**TASK GOAL**:
Copy each line from the listing below where the word "pothole" shows up.

**INFORMATION SUPPLIED**:
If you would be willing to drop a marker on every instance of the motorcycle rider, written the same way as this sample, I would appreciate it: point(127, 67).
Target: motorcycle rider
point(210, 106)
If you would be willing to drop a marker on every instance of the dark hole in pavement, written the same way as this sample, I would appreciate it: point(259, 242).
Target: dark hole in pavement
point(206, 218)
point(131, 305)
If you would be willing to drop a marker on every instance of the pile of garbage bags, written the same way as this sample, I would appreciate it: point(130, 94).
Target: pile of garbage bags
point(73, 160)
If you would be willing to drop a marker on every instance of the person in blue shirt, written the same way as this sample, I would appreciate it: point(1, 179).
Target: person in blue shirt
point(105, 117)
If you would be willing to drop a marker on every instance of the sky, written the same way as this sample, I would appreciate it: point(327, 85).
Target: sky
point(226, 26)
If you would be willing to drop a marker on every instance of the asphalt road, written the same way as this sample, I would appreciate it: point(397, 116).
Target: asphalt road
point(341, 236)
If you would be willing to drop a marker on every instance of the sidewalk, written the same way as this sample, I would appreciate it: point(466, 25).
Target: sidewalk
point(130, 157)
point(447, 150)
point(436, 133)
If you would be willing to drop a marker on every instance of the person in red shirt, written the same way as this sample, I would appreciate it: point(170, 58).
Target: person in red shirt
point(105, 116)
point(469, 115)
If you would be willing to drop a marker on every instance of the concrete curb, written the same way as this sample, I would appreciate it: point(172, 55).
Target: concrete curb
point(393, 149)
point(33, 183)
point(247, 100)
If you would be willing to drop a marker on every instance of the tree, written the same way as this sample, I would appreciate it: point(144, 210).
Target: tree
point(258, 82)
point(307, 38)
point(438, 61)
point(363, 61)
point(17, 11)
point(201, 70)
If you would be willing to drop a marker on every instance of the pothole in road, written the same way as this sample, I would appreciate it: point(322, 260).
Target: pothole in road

**WRITTEN RESPONSE**:
If you would be willing to drop a marker on every instance of the pothole in road, written the same way as this sample, I would appreciate it: point(322, 260).
Target: pothole in road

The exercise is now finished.